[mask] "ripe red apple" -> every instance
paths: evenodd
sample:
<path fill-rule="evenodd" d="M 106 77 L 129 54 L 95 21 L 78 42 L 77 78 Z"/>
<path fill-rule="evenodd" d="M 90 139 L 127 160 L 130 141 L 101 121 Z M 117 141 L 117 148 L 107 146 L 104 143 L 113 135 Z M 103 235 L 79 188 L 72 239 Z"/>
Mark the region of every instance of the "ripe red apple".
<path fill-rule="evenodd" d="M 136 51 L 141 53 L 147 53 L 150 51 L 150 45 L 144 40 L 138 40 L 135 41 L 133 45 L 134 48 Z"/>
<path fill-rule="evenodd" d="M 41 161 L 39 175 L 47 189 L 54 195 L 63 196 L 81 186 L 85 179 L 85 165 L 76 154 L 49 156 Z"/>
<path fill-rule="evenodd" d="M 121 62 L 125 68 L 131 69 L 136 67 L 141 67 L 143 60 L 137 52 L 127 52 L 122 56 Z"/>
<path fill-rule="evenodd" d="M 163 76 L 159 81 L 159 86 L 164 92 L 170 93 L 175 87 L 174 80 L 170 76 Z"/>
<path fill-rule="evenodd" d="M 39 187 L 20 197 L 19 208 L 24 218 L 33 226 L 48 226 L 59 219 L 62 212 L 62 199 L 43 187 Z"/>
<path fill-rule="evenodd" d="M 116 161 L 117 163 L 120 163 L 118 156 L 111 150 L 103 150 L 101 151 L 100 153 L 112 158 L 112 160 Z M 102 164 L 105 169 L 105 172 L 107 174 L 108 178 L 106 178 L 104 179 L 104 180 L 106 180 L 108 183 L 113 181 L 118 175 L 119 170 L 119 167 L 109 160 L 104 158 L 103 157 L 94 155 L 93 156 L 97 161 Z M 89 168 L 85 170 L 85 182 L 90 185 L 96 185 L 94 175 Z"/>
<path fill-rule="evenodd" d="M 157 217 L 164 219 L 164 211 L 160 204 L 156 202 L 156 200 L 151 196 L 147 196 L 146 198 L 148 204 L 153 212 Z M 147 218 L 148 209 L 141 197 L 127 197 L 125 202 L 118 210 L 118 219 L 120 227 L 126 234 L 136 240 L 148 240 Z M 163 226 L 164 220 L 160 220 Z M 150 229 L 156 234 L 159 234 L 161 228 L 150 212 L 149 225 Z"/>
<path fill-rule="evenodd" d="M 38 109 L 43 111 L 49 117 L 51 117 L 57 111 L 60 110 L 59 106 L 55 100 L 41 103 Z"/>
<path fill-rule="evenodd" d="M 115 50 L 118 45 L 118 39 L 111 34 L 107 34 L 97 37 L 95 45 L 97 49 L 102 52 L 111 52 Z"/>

- [Job]: Could you copy out, word for word, the items above, starting at their first line and ending at the line that contains "Mark the region", with both of those lines included?

- [Correct answer]:
[mask] "ripe red apple" -> every instance
paths: evenodd
sample:
<path fill-rule="evenodd" d="M 106 77 L 129 54 L 95 21 L 78 42 L 77 78 Z"/>
<path fill-rule="evenodd" d="M 90 139 L 127 160 L 130 141 L 101 121 Z M 117 141 L 117 148 L 107 146 L 104 143 L 113 135 Z M 103 235 L 79 188 L 72 239 Z"/>
Mark the region of every instance of the "ripe red apple".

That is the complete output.